[Point placement records]
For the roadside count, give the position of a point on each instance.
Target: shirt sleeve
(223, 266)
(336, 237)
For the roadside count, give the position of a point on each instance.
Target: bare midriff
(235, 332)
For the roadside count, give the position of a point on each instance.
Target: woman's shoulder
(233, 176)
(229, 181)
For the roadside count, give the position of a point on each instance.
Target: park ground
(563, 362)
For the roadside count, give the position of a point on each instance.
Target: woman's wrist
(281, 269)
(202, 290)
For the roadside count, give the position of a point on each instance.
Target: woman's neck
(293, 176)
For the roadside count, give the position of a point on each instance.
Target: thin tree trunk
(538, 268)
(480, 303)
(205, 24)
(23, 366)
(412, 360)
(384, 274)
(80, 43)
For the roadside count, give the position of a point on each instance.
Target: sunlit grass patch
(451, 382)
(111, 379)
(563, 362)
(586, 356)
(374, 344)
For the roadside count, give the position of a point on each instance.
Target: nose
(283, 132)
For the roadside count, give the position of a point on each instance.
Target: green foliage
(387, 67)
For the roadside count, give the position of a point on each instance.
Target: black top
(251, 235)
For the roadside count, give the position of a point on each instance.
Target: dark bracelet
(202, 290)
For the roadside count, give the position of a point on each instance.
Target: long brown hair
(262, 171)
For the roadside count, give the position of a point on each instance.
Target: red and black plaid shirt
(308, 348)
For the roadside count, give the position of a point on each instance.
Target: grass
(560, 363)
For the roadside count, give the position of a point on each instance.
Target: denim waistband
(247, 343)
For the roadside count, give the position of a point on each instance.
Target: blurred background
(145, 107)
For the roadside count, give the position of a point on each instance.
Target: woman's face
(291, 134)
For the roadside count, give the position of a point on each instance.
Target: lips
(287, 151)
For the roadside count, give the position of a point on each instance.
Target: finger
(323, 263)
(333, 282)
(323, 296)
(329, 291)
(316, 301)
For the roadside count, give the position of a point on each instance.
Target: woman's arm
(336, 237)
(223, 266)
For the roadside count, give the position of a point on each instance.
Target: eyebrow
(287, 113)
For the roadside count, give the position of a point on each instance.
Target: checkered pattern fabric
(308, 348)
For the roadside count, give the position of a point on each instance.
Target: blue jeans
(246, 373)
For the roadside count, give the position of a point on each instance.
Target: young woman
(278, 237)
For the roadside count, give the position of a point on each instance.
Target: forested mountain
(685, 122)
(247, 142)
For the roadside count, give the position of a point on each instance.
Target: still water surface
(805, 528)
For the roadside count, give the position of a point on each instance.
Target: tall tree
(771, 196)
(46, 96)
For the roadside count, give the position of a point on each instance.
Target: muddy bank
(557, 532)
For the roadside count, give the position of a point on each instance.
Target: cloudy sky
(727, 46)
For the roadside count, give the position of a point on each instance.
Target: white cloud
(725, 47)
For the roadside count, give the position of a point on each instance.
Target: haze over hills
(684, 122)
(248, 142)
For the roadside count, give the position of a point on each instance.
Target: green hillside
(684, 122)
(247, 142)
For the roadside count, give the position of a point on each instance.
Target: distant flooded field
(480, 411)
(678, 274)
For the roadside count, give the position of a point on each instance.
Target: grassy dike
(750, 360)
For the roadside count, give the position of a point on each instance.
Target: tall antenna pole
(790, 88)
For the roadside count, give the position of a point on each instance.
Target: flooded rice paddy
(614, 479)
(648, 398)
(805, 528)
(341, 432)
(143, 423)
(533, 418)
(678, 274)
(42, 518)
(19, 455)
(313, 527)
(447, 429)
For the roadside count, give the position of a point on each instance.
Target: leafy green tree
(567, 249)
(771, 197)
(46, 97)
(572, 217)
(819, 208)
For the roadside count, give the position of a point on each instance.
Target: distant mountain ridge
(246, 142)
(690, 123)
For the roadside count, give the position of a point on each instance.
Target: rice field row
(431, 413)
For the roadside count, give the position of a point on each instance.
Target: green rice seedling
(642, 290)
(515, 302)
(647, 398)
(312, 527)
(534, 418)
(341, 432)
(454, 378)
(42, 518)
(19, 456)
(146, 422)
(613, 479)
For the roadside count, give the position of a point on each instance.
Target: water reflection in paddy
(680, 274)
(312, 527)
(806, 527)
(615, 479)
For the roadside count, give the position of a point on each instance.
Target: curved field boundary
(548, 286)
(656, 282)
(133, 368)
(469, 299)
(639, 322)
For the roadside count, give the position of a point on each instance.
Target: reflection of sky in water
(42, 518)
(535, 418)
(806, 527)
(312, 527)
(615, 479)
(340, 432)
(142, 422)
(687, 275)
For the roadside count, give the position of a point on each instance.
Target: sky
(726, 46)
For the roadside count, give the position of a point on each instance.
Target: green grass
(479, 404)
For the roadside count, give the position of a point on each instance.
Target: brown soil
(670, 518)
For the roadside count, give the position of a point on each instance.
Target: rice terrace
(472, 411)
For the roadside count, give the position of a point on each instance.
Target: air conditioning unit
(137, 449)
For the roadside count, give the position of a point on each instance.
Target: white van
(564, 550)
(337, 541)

### Written exercise
Please repeat the listing above in full and exactly.

### Finished answer
For the roadside count, give the position of a point on each instance.
Target: shirt sleeve
(223, 266)
(336, 237)
For the roadside count, give the position of a point on each instance.
Target: bare midriff
(235, 332)
For the roadside count, give the position of a point on each instance.
Target: woman's shoulder
(233, 176)
(229, 181)
For the roadside count, give the position of a point on each instance.
Target: park ground
(563, 362)
For the roadside count, give the position of a point on each instance.
Target: woman's wrist
(281, 269)
(202, 290)
For the roadside count, give the position of a point on each instance.
Target: woman's neck
(293, 176)
For the roadside count, give the position of a point on each instance.
Target: thin tree trunk
(538, 268)
(480, 303)
(205, 24)
(23, 366)
(412, 360)
(384, 274)
(80, 43)
For the roadside count, give the position of a point on each instance.
Target: sunlit grass patch
(451, 382)
(111, 379)
(563, 362)
(586, 356)
(374, 344)
For the roadside count, give the position of a point on each instance.
Target: nose
(283, 132)
For the roadside count, give the position of a point on each instance.
Target: green foliage
(387, 67)
For the roadside count, give the position of a point on each instance.
Target: black top
(251, 235)
For the roadside count, give the position of a point on each instance.
Target: dark bracelet
(202, 290)
For the roadside count, give the position of a point on each instance.
Target: long brown hair
(262, 171)
For the roadside count, give the position of a point on each instance.
Target: red and black plaid shirt
(308, 348)
For the roadside count, give the position of a point on each instance.
Target: grass
(560, 363)
For the roadside count, give the position of a point on each instance.
Target: denim waistband
(247, 343)
For the roadside count, give the position of a point on each instance.
Target: blurred background
(145, 107)
For the roadside count, give the position of a point on each instance.
Target: woman's face
(291, 134)
For the roadside count, give the position of a point on each instance.
Target: lips
(287, 151)
For the roadside count, give the position of a point on each instance.
Target: finger
(323, 263)
(333, 282)
(323, 296)
(329, 291)
(316, 301)
For the roadside count, give the position of a point on each instance.
Target: woman's arm
(336, 237)
(223, 266)
For the roadside count, give the position of a point on each instance.
Target: eyebrow
(287, 113)
For the roadside count, give the position of a point on each instance.
Target: checkered pattern fabric
(308, 348)
For the roadside count, give the position of a point on each instance.
Target: blue jeans
(246, 373)
For the roadside count, give the position of a point on each instance.
Target: young woman
(278, 237)
For the roadside count, give the position of a point on each instance.
Target: forested mountain
(685, 122)
(247, 142)
For the roadside count, give the position of a point on each instance.
Target: still water surface
(805, 528)
For the roadside count, give the position of a point on each instance.
Target: tall tree
(771, 196)
(46, 96)
For the roadside count, give the position of a point on each instance.
Target: muddy bank
(557, 532)
For the roadside count, give the position of a point on each instance.
Target: cloudy sky
(727, 46)
For the roadside count, give the position of a point on each instance.
Target: white cloud
(725, 47)
For the roadside count, give the position of a point on each instance.
Target: haze over hills
(684, 122)
(248, 142)
For the roadside count, give the position of a point on each instance.
Target: green hillside
(684, 122)
(247, 142)
For the roadside count, give the position of a point on each instance.
Target: distant flooded field
(480, 411)
(678, 274)
For the roadside count, give the position of a point on each instance.
Target: grassy dike
(750, 360)
For the roadside count, give the position of a point on each instance.
Target: tall antenna pole
(790, 88)
For the roadside count, give the position of a point on each instance.
Target: flooded rice paddy
(614, 479)
(648, 398)
(805, 528)
(341, 432)
(143, 423)
(533, 418)
(678, 274)
(42, 518)
(19, 455)
(313, 527)
(447, 429)
For the roadside count, give the position of a point on each instance.
Target: leafy green tree
(567, 249)
(771, 197)
(46, 97)
(572, 217)
(819, 208)
For the roadside count, give the position of a point on each instance.
Target: distant mountain ridge
(246, 142)
(690, 123)
For the roadside count, give the position of a point on each instance.
Target: rice field row
(431, 413)
For the roadside count, give the position of a point on each instance.
Target: green rice seedling
(642, 290)
(515, 302)
(647, 398)
(312, 527)
(534, 418)
(341, 432)
(454, 378)
(42, 518)
(19, 456)
(146, 422)
(613, 479)
For the roadside count, give the position of a point on each instance.
Target: water reflection in paddy
(680, 274)
(312, 527)
(806, 527)
(615, 479)
For the roadside count, give the position of a point on each instance.
Target: curved field boundary
(548, 286)
(656, 282)
(133, 368)
(469, 299)
(639, 322)
For the roadside count, give the position of a point on each instance.
Target: reflection of sky in water
(42, 518)
(535, 418)
(806, 527)
(312, 527)
(615, 479)
(340, 432)
(142, 422)
(687, 275)
For the roadside count, give the position of a point on each instance.
Target: sky
(726, 46)
For the roadside count, give the position of a point on each instance.
Target: green grass
(479, 404)
For the roadside count, give the position of a point on each instance.
Target: brown soil
(670, 518)
For the roadside count, give the position of a point on each instance.
Target: rice terrace
(472, 411)
For the roadside count, give the position of a point on each instance.
Target: air conditioning unit
(137, 449)
For the roadside count, give the position of a point on each instance.
Target: white van
(564, 550)
(337, 541)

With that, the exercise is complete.